Stated exercise: Put the lines from the one containing "identify the spectator" through the end of the items below into a numbered list, one line per entry, leaving out any blank lines.

Data to use:
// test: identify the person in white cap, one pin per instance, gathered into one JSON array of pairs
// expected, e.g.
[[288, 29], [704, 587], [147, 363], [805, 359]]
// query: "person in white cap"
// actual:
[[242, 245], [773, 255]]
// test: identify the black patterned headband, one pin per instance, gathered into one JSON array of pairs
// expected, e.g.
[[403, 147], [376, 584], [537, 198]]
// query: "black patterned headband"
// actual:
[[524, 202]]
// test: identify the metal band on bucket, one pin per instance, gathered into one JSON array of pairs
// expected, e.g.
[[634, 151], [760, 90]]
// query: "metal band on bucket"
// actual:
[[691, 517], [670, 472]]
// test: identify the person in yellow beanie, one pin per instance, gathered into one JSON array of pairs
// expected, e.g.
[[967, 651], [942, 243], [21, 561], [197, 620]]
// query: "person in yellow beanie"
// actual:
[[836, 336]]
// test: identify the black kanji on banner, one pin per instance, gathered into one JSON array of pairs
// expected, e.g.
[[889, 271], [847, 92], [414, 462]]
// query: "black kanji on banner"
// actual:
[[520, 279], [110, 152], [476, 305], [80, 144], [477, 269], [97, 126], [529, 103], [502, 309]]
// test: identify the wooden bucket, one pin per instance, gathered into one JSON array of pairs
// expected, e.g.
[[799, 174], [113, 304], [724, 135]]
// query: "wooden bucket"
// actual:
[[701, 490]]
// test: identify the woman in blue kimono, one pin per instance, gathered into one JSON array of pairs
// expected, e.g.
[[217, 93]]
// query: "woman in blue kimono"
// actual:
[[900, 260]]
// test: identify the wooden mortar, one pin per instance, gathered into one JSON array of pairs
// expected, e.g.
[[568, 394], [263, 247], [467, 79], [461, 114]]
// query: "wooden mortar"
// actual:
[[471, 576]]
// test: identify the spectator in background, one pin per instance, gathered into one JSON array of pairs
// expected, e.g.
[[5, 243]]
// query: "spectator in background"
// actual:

Result of this exercise:
1. // test: identify the spectator in background, one pin per instance, gathered into one JSON array of pairs
2. // expected, e.g.
3. [[5, 243]]
4. // query: "spectator in background"
5. // actual:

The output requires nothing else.